══ Material for this task ══
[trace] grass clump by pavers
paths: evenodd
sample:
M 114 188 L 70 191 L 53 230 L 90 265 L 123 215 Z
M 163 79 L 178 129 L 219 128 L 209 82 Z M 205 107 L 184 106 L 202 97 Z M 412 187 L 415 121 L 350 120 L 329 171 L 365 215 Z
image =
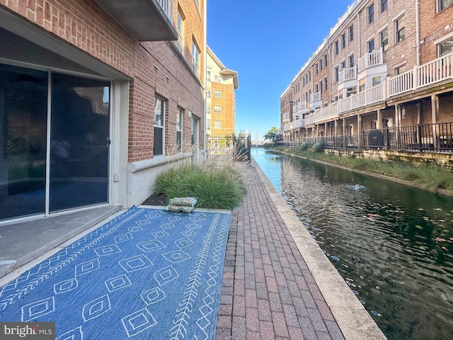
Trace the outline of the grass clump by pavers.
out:
M 453 173 L 441 166 L 414 166 L 402 162 L 382 162 L 349 156 L 337 156 L 324 152 L 312 152 L 309 149 L 304 150 L 300 147 L 277 147 L 273 149 L 308 159 L 340 165 L 352 170 L 406 181 L 415 186 L 430 191 L 442 189 L 453 192 Z
M 239 205 L 246 191 L 246 162 L 217 165 L 210 162 L 185 164 L 159 174 L 154 193 L 166 196 L 195 197 L 197 208 L 231 210 Z

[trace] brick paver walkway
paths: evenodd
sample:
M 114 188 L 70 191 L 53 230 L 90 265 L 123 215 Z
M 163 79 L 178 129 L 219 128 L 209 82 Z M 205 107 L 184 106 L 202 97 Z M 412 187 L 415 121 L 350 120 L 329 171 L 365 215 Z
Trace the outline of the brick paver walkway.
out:
M 226 245 L 216 339 L 344 339 L 257 169 L 246 171 Z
═══
The request :: Retype all of the records above word for word, leaving out the pictures.

Correct result ::
[trace] grass clump by pavers
paths: evenodd
sample:
M 114 188 L 70 191 L 53 230 L 90 265 L 123 215 Z
M 163 79 L 178 129 L 219 128 L 209 82 Z M 205 107 L 184 106 L 202 97 Z M 412 187 L 415 121 L 350 120 L 329 171 L 365 215 Z
image =
Trace the outline of the grass clump by pavers.
out:
M 453 173 L 441 166 L 414 166 L 402 162 L 382 162 L 349 156 L 337 156 L 324 152 L 312 152 L 309 149 L 304 150 L 300 147 L 277 147 L 273 149 L 308 159 L 340 165 L 352 170 L 406 181 L 415 186 L 430 191 L 442 189 L 453 192 Z
M 239 205 L 246 191 L 246 162 L 217 165 L 210 162 L 185 164 L 159 174 L 154 193 L 166 196 L 195 197 L 197 208 L 231 210 Z

[trace] brick paver walkway
paths: evenodd
sample:
M 114 188 L 70 191 L 53 230 L 90 265 L 123 215 Z
M 163 79 L 178 129 L 219 128 L 209 82 Z M 205 107 L 184 106 L 202 97 Z M 412 187 L 415 121 L 350 120 L 329 171 L 365 215 Z
Trace the outline of the brick paver walkway.
out:
M 226 245 L 216 339 L 344 339 L 257 169 L 246 171 Z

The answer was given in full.